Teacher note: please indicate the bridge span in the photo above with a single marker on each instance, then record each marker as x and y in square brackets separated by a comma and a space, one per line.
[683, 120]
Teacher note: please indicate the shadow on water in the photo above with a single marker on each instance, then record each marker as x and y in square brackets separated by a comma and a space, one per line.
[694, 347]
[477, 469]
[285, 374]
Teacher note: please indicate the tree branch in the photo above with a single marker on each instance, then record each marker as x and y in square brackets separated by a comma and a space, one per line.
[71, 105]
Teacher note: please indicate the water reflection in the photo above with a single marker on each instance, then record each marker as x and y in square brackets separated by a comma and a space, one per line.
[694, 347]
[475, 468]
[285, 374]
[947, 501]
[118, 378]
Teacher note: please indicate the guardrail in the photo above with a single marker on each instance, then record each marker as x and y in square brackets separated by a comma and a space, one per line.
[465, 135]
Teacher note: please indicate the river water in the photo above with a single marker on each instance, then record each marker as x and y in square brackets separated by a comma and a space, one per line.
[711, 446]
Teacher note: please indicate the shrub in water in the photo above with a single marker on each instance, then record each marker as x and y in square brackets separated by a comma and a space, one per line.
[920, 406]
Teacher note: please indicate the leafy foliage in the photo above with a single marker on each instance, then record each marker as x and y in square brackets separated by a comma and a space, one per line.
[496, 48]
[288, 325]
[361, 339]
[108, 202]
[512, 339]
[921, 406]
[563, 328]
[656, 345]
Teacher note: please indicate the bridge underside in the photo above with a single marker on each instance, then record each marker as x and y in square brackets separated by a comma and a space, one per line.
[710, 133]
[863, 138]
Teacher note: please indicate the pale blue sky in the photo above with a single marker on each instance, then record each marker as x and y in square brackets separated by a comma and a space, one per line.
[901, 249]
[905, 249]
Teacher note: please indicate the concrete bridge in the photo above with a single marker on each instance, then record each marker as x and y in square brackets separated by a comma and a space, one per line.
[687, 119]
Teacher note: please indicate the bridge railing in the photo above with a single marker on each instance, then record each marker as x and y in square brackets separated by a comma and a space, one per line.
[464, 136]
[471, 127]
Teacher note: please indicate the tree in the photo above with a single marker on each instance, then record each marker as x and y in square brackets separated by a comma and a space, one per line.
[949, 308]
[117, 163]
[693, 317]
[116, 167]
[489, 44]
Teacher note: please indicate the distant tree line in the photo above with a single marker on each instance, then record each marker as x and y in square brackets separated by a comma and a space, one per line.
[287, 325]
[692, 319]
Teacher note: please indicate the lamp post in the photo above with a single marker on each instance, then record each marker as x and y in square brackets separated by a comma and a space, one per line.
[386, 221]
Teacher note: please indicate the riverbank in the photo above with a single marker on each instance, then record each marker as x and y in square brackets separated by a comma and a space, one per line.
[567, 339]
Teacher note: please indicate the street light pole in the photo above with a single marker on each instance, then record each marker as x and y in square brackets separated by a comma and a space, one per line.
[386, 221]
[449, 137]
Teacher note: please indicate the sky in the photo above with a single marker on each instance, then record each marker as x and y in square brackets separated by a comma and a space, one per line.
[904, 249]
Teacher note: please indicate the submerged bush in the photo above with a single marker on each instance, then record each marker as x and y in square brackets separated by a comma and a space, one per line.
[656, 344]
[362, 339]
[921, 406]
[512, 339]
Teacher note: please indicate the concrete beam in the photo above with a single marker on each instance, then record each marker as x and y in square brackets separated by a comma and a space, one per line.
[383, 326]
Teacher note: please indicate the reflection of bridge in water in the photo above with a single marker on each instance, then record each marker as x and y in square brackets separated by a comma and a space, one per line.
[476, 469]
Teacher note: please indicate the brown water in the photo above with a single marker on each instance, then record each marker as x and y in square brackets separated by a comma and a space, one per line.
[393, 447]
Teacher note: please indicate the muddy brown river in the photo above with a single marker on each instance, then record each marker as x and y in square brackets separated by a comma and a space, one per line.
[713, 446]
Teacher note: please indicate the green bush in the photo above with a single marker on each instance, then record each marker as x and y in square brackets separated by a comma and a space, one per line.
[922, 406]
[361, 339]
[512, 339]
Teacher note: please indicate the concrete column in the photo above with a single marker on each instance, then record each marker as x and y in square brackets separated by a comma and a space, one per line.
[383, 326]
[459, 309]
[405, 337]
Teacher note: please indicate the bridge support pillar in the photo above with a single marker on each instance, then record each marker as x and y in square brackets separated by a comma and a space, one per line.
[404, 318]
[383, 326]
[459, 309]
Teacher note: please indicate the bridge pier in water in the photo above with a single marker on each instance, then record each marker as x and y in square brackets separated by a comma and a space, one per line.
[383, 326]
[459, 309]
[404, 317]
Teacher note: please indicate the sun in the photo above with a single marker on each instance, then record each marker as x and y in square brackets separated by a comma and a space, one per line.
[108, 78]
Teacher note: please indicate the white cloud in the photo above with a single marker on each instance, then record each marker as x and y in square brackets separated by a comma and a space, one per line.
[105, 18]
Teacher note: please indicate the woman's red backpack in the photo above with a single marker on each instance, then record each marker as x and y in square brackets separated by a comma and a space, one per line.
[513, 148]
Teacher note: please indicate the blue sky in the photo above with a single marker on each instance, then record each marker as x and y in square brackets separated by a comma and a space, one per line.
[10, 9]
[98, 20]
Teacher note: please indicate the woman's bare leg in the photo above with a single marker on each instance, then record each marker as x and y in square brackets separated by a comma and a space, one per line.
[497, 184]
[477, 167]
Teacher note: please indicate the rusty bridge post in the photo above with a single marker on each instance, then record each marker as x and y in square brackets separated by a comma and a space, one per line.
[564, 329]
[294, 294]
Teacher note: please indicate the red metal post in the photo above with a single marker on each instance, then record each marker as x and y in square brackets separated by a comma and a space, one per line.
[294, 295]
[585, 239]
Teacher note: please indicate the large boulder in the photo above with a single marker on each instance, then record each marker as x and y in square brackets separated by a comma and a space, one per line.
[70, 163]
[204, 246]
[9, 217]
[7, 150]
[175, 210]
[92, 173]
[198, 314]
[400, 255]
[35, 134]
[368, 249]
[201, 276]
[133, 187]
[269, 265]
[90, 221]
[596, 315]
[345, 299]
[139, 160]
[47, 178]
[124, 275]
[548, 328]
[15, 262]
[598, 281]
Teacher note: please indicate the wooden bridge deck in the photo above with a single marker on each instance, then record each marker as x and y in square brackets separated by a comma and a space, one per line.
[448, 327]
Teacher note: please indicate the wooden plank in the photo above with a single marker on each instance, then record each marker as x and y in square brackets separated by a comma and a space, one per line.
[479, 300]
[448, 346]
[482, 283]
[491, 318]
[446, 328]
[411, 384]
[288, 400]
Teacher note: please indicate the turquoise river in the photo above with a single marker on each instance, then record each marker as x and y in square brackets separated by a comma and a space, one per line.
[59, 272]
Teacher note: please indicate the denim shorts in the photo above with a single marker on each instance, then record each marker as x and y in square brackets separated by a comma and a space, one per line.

● ● ●

→ **Exercise**: Could you transcribe the whole listing exactly?

→ **Exercise result**:
Teacher note: please indicate the bridge span in the photo above with a single marker on each instance, then record each marker as x and y in square brackets separated by a comma and a space, one per line.
[683, 120]
Teacher note: please indicate the shadow on water in the photo above with a single marker on each instance, then record each marker as x and y in square brackets separated by a comma and a space, one per line.
[694, 347]
[477, 469]
[285, 374]
Teacher note: please indicate the tree branch in the photo above with a single marker on each instance, then record each marker as x and y in square brackets separated by a comma and a space, one per line.
[71, 105]
Teacher note: please indicate the water reflection in the photo above with a single marker on each instance, then record each marker as x and y in square brackets separated by a comma and a space, one per line.
[694, 347]
[475, 468]
[285, 374]
[947, 501]
[118, 378]
Teacher note: please indicate the guardrail in the photo above with a single marker on each instance, then record each marker as x and y in square brackets separated by a comma and a space, one per line.
[465, 135]
Teacher note: please indicate the river water in the photo above with a single marker on each instance, then record each marker as x and y in square brackets separated by a comma and a space, one per line.
[711, 446]
Teacher note: please indicate the shrub in water in the photo above with a single marker on each instance, then record each marker as x and y in square brackets separated by a comma and a space, one per line.
[920, 406]
Teacher note: please indicate the leafy foliage in the photo above with a single marker on each instance, then record each marker as x and y in square brackets separated by a comma and a space, one per line.
[496, 48]
[288, 325]
[361, 339]
[108, 202]
[512, 339]
[921, 406]
[563, 328]
[656, 345]
Teacher note: please indicate the bridge underside in the photo above with a single marker on each instance, then record each marker as x and y in square brackets separated by a comma and a space, one per line.
[710, 133]
[863, 138]
Teacher note: please indicate the pale blue sky in the photo above with a single marker on each instance, then record each marker as x and y in square brackets separated by a comma and a space, one per line.
[901, 249]
[905, 249]
Teacher note: please indicate the concrete bridge in the photo above with a single marker on each instance, then record each marker as x and y in square brackets separated by a comma and a space, one per line.
[687, 119]
Teacher note: please indicate the bridge railing in the photo above with a single marker on each instance, then record each marker as x and y in square brackets separated by a comma and a space, one per line.
[464, 136]
[471, 127]
Teacher note: please indicate the tree in the photo above with a single marker on each instance, then record each marker as x and y in square brackets separated by a comma and a space, one per line.
[949, 308]
[117, 163]
[693, 317]
[116, 167]
[489, 44]
Teacher note: please indicate the distant tree line in the photo above with a single marker on each instance, then record each marker as x and y in square brackets separated by a comma and a space, one per line.
[287, 325]
[692, 319]
Teacher note: please indicate the lamp post in the photo above with a single marker on each instance, then record each marker as x and y in square brackets separated by a comma and a space, one per line.
[386, 221]
Teacher note: please indicate the riverbank in the photo above with a single marker on each instance, then record each marker as x and y in square brackets separated by a comma and a space, one per line.
[567, 339]
Teacher note: please indicate the street light pole in the photo above with a single marker on each instance, then record each marker as x and y in square brackets separated by a comma and a space, one per line.
[386, 221]
[449, 137]
Teacher note: please indicate the sky in the photo above with a single marker on each instance, then record each marker as x and y in square brackets separated by a comma and a space, one per line.
[904, 249]
Teacher note: please indicate the submerged bush in the photo above with a single marker on each instance, then record each marker as x and y in square brackets separated by a comma and a space, one per line.
[656, 344]
[362, 339]
[921, 406]
[512, 339]
Teacher note: please indicate the concrete beam in the photo above with a single marker on each instance, then record each marker as x and y in square brackets separated by a comma and a space, one per line.
[383, 326]
Teacher note: please indicate the reflection of bridge in water in the photo above with a single marker on each instance, then record each marker as x and y in square brackets separated by a comma and a space, one per line.
[476, 469]
Teacher note: please indicate the brown water in the photo above with a single marker on each instance, then record each marker as x and y in square brackets separated by a comma and a space, one per line.
[393, 447]
Teacher note: please indicate the muddy brown river in the photo above with a single marker on each instance, then record each marker as x and y in square brackets separated by a comma and a space, one per line.
[713, 446]
Teacher note: please indicate the green bush in the photo above with a single marker on each instance, then record each marker as x and y in square brackets separated by a comma and a space, one per line.
[922, 406]
[361, 339]
[512, 339]
Teacher note: please indicate the concrete column in the photo above with a single marker on each instance, then record each marker as x and y in square brackets separated by a comma and a space, one per line.
[383, 326]
[459, 309]
[405, 337]
Teacher note: please indicate the bridge support pillar in the photo above with a single marker on each instance, then record each marker as x and y in square brackets separated by a comma and a space, one per line.
[404, 318]
[383, 326]
[459, 309]
Teacher note: please indicate the bridge pier in water in the photo above with a single marker on each instance, then record each marker as x and y in square brackets separated by a comma and a space, one per line.
[383, 326]
[459, 309]
[404, 317]
Teacher note: please indicate the sun in the photo above with a single marker on each instance, then record each marker as x and y in square brackets separated by a comma and a space, one per line.
[108, 78]
Teacher note: please indicate the white cloud in the photo above with a single marker on each instance, then record each marker as x and y in square brackets separated by a comma and a space, one per line.
[105, 18]
Teacher note: please indicate the woman's red backpack in the photo above with a single marker on each instance, then record each marker as x and y in square brackets separated by a comma and a space, one per line.
[513, 148]
Teacher note: please indicate the blue sky in the photo above with a single marker on each instance, then record each marker as x and y in square brackets separated by a comma and a space, one per line.
[10, 9]
[98, 20]
Teacher note: please indicate the woman's bare leg in the photo above with a single marker on each instance, then record each marker as x and y in square brackets separated by a comma and a space, one per line.
[497, 184]
[477, 167]
Teacher note: please indicate the rusty bridge post in the photo above with a single marker on each instance, then record each marker as x and y in square brackets separated by a comma and a space, one per line.
[564, 329]
[294, 294]
Teacher note: please indicate the red metal post in the photo above with a single marker on each instance, then record each marker as x and y in square brackets separated by a comma and a space, one per line.
[294, 295]
[585, 239]
Teacher note: please indicate the large boulder in the photo above with a single marker on each instance, then record each marker as x and y in square brackets separated by a comma and a space, one per line.
[70, 163]
[204, 246]
[9, 217]
[7, 150]
[175, 210]
[92, 173]
[198, 314]
[400, 255]
[35, 134]
[368, 249]
[201, 276]
[133, 187]
[269, 265]
[90, 221]
[596, 315]
[345, 299]
[139, 160]
[47, 178]
[124, 275]
[548, 328]
[15, 262]
[598, 281]
Teacher note: please indicate the wooden bridge deck in the photo above with a single marker on each instance, then record each marker as x and y in square brackets separated by a comma and a space, one per line.
[448, 327]
Teacher note: please indicate the wooden plank in the photo above with a single marker on each instance, then record each marker as x and y in square brackets separated by a comma and a space, one per line.
[479, 300]
[448, 346]
[482, 283]
[491, 318]
[446, 328]
[411, 384]
[288, 400]
Teacher note: please indicate the turquoise river in the photo above with a single marker on each instance, then record each marker as x and y in square brackets separated by a comma and a space, one per line.
[59, 272]
Teacher note: please indicate the denim shorts in the photo above with a single marker on each instance, then record each marker as x and y in square brackets separated by a comma and a space, one per line.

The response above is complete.